Your task —
Everything from the line containing "of the metal" to the end of the records must be restated word for word, and nothing else.

Given records —
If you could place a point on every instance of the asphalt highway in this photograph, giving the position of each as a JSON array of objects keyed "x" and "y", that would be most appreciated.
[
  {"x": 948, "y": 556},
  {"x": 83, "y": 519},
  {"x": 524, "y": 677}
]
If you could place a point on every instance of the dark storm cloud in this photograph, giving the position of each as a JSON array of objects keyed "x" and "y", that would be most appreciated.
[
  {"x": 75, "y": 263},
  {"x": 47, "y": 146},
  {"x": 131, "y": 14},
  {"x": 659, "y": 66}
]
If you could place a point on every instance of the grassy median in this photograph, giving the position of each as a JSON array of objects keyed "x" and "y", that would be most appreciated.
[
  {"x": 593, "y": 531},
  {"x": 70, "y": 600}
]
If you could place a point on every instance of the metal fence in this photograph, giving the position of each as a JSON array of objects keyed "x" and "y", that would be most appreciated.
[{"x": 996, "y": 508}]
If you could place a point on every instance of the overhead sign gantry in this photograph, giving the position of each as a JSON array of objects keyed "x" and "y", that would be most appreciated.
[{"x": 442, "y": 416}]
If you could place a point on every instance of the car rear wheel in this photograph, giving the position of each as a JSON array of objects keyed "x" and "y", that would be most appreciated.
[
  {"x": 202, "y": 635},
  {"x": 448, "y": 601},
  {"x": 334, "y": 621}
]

Solution to this task —
If you could place a point on every instance of the metal fence in this photograph, giving the position of each as a JSON array of objects keyed "x" and "y", that would be most appreciated.
[{"x": 996, "y": 508}]
If you could place a point on every instance of the overhead sign gantry in this photograph, giving the position of each as a JSON array of objects keyed "x" and "y", that would be most appreciated.
[{"x": 442, "y": 416}]
If you could place a point on every instance of the car rear wheel in this photograph, giving the position of each as a JSON array of objects keyed "x" and "y", that would be most appreciated.
[
  {"x": 202, "y": 635},
  {"x": 448, "y": 601},
  {"x": 334, "y": 621}
]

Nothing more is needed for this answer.